Natalie Collins (Unsplash)
I love that practicing the Alexander Technique brings new information, new ways of seeing things all the time.
A recent Alexander Technique lesson I received started something like this…
Teacher – What’s happening with your foot?
Me – Oh it’s forward of the other, it’s often like that.
Teacher – What else is happening, take a look!
Me – Oh it’s becoming windswept! It’s been going that way since I broke my ankle.
Teacher – What about if you release into the windswept way it wants to go…?
Me – OH! Wow!
“If we can just let go and trust that things will work out they way they’re supposed to, without trying to control the outcome, then we can begin to enjoy the moment more fully. The joy of the freedom it brings becomes more pleasurable than the experience itself.” – Goldie Hawn
The release felt like my foot was softening, expanding, spacious, opening, beautiful, limitless, effortlessly yielding and it had a ripple effect, through my whole system, opening out into the world. It sounds profound and it was.
I wouldn’t say I am a control freak where most things are concerned. Yet, with many years dancing, teaching movement & working as a Chartered Physiotherapist, I do keep falling into the trap of trying to “control” my body and wanting it to be other-than-what-it-is! I was doing that same thing with my ankle and my foot. I was releasing them the way I wanted them to go. I was trying to control them, despite all my Alexander training (habits can be so deep they go unnoticed) and despite that (mostly unconscious) effort to control them my balance was getting worse and my foot was stuck in the middle, going two ways.
So, back to the lesson …we spent it thinking about releasing into the direction that my foot, and my body wanted to go. I marvelled about how “releasing into the direction something wants to go” had such a profound effect and I knew that the same process could be applied to life. Google defines release as…
“allow or enable to escape from confinement; set free.”
It is not about collapsing, or admitting defeat but involves ceasing trying to change things in-the-moment, accepting things as they are, setting things free to be just as they are. Releasing into an unknown outcome.

------------

→ **WHAT IS BEING ASKED**
Give again, word for word, the part of the Alexander Technique lesson account that opens with the words containing "Natalie Collins (Unsplash)" and closes with "Me – OH! Wow!".

------------

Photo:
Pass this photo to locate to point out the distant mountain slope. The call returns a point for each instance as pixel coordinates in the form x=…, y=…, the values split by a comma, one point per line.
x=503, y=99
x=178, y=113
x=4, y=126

------------

→ **ANSWER TO THE PROBLEM**
Natalie Collins (Unsplash)
I love that practicing the Alexander Technique brings new information, new ways of seeing things all the time.
A recent Alexander Technique lesson I received started something like this…
Teacher – What’s happening with your foot?
Me – Oh it’s forward of the other, it’s often like that.
Teacher – What else is happening, take a look!
Me – Oh it’s becoming windswept! It’s been going that way since I broke my ankle.
Teacher – What about if you release into the windswept way it wants to go…?
Me – OH! Wow!